- _Assignment_:
Answer these questions using the exchange on schools and social policy below:
(a) According to the exchange on schools and social policy, what should teachers concentrate on at work?
(b) Where is Richard Rothstein a research associate?
(c) What does the final reply say the only argument is around?

- _Source passage_:
# # # # # # #
Russlynn, you properly state that educators can't improve social conditions while they can do much to improve schools. But educators are also citizens, and they have unique insight into the socioeconomic challenges faced by children they teach. At work, teachers should concentrate on getting higher classroom achievement. But as citizens, they should be outspoken about the support they need from social policy without fear of being accused of "making excuses."
These are not either/or choices. We need not believe either in improving schools or in providing healthcare, housing supports, high-quality early childhood programs or greater economic security. We need do all of these, if we are truly committed to greater equality.
Richard Rothstein is a research associate of the Economic Policy Institute in Washington and author of "Class and Schools: Using Social, Economic, and Educational Reform to Close the Black-White Achievement Gap." He was formerly the national education columnist for the New York Times.
Exactly, Richard: It's not an either-or choice. Our nation can and must address the outrageous conditions under which too many of our children are growing up and simultaneously work to ensure that they have the intellectual tools they need to contribute to and benefit from our economic, social and cultural mainstream.
I think our only argument is around sequencing.
# # # # # # #
- _Dataset excerpts_:
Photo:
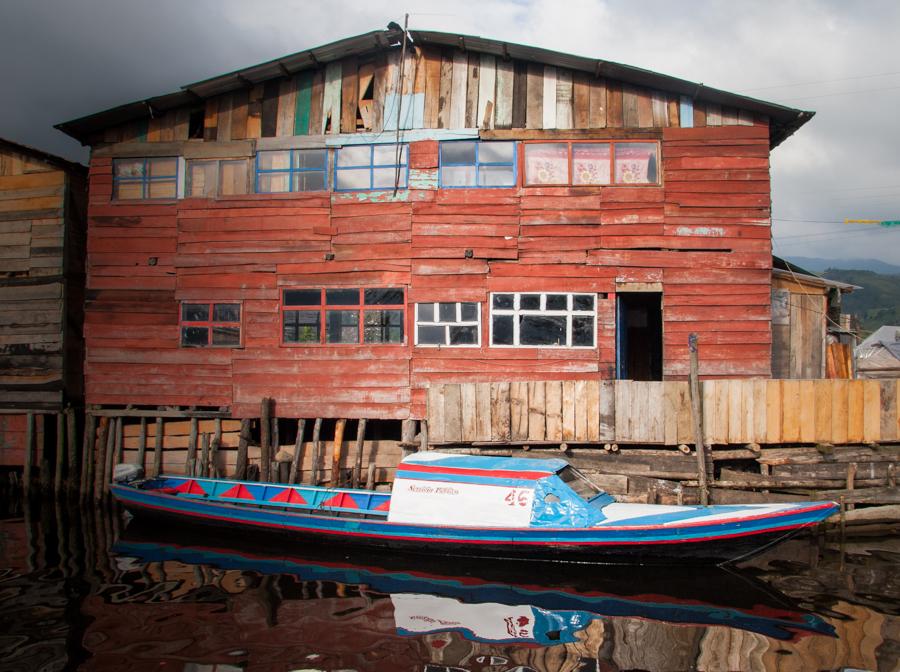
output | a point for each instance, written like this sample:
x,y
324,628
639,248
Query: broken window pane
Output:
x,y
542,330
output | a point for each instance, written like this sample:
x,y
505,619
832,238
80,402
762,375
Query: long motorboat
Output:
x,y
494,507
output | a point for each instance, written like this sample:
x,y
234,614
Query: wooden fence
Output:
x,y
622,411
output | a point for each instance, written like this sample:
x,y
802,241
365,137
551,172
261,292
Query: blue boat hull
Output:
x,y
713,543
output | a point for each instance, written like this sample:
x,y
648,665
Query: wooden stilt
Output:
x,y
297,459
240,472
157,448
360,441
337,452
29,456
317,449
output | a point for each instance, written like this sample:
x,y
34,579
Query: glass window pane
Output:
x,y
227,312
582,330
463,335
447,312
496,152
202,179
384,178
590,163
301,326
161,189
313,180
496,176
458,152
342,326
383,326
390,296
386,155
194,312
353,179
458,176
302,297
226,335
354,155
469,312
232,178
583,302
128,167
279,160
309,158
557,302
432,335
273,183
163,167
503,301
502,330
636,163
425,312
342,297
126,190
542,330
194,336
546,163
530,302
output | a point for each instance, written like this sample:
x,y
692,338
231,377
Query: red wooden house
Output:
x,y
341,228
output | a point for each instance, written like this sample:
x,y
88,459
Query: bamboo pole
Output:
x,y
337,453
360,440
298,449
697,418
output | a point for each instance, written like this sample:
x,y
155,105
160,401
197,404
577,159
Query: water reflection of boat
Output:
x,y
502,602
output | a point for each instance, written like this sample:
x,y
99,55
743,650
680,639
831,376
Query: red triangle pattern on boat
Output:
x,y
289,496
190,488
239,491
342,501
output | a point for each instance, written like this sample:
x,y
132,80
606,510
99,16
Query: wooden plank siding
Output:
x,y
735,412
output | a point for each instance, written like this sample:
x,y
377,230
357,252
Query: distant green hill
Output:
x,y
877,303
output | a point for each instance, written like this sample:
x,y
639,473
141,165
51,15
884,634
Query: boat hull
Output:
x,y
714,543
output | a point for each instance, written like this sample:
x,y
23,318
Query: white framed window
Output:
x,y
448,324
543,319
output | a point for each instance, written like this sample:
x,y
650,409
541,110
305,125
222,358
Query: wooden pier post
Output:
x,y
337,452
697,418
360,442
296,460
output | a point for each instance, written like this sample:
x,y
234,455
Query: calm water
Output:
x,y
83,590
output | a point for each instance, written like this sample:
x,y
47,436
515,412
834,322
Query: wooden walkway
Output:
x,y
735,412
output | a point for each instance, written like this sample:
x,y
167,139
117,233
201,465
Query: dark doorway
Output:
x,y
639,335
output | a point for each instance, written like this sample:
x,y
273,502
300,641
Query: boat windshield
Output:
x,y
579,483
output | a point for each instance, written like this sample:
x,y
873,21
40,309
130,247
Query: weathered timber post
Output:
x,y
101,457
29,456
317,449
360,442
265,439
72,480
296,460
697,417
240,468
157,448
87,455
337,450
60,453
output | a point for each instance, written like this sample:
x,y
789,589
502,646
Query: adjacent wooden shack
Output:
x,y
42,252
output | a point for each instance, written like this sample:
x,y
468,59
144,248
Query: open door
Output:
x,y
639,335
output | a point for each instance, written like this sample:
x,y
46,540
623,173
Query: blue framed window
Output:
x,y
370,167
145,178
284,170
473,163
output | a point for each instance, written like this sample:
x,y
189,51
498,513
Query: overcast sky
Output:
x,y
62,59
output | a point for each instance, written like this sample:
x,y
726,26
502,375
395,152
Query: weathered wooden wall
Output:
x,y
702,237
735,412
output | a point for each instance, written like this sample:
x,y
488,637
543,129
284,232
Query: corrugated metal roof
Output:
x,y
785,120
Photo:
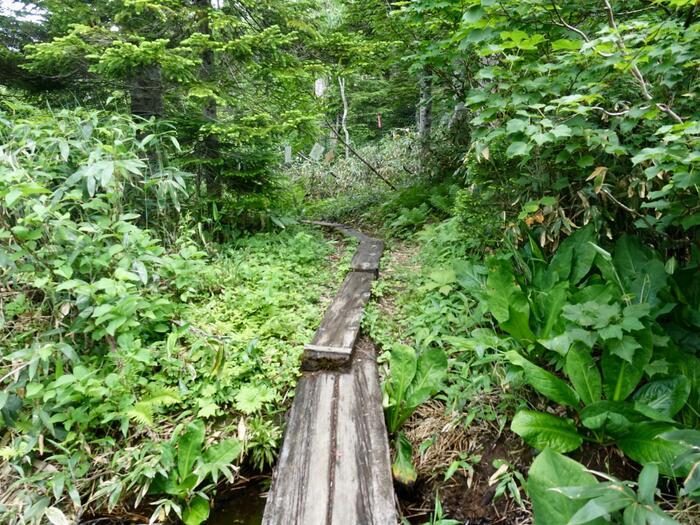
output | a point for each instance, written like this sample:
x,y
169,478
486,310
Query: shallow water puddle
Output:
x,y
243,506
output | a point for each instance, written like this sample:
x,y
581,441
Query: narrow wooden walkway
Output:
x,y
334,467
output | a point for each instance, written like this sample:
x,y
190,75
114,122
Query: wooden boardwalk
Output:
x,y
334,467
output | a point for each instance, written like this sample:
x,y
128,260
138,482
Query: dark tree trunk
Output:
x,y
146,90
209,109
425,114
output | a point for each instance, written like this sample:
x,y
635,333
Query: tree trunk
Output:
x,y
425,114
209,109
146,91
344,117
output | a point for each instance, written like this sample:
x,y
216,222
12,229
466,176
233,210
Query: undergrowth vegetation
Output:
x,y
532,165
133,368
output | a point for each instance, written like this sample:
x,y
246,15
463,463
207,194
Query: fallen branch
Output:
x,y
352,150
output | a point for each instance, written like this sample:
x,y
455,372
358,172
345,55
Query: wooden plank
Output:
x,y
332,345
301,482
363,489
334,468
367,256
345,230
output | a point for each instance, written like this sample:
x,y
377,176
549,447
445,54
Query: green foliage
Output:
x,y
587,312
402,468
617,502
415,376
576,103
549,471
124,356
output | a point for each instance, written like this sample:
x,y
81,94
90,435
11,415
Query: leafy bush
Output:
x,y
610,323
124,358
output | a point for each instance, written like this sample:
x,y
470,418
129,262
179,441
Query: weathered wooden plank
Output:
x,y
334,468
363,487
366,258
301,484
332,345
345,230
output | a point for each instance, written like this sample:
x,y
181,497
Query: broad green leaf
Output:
# # # # # # #
- _Exercise result_:
(a) Getting higher classroom achievement.
(b) The Economic Policy Institute in Washington.
(c) Sequencing.